### Task description
Quote the records word for word, beginning at the line that contains "Confirm every instance of the shrub" and continuing through the end of the records. Leave out any pictures.

--- --- ---

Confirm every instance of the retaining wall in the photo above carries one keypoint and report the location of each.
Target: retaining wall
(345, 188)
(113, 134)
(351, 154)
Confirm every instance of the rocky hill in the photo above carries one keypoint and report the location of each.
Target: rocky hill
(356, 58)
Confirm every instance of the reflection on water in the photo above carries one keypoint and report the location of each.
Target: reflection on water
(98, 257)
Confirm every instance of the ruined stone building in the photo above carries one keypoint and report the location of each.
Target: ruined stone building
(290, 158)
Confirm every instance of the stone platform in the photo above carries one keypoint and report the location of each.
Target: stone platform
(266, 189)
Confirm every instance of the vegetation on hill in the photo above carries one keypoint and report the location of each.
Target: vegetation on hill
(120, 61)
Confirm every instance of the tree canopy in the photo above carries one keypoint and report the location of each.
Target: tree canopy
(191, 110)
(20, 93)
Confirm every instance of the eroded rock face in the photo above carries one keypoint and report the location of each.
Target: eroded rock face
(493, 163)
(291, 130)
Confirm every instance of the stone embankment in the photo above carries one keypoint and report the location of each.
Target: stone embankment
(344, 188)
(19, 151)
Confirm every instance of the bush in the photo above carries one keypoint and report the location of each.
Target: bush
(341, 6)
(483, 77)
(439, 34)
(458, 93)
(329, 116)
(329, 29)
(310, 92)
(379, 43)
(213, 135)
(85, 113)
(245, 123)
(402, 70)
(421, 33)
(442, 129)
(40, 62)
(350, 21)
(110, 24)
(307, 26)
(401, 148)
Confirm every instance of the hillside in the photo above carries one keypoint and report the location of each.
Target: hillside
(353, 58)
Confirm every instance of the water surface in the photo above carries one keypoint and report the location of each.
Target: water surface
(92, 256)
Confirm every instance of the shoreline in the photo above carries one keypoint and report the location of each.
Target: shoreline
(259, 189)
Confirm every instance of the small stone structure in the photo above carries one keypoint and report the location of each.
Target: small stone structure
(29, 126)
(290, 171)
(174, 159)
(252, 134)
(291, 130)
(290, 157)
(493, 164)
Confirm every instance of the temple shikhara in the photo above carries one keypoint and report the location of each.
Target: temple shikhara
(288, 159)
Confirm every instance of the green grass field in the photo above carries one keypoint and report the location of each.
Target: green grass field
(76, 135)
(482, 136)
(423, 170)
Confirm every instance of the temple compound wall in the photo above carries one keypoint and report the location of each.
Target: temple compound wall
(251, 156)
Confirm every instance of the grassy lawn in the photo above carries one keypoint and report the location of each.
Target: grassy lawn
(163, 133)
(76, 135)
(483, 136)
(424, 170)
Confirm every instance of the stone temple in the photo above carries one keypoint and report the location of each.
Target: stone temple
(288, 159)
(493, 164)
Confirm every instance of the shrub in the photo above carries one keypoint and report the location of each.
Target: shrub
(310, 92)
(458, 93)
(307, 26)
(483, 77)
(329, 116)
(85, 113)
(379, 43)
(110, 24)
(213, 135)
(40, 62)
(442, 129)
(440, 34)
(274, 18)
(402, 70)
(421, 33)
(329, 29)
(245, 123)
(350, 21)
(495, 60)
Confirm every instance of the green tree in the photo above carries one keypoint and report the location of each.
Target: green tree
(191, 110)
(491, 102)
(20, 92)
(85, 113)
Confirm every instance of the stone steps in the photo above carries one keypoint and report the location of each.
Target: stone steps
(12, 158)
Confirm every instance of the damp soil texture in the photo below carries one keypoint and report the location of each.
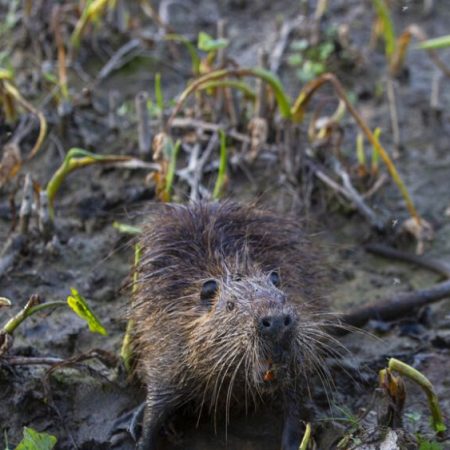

--- --- ---

### Reply to the task
Confirm every instance of the shrub in the photo above carries one keypoint and report the location of each.
Target: shrub
(310, 92)
(458, 93)
(307, 26)
(483, 77)
(329, 116)
(85, 113)
(379, 43)
(110, 24)
(213, 135)
(40, 62)
(442, 129)
(440, 34)
(274, 18)
(402, 70)
(421, 33)
(329, 29)
(245, 123)
(350, 21)
(495, 60)
Confirm every instance of the green tree in the photo above carries one keypoint and report the location of each.
Target: green tree
(191, 110)
(491, 102)
(20, 92)
(85, 113)
Confirm every instance of the stone steps in the photo above carries one keypoint and report the location of each.
Target: stone steps
(12, 158)
Confirm every instance of the damp soil texture in the photo below carries one keypoint and report the location of each.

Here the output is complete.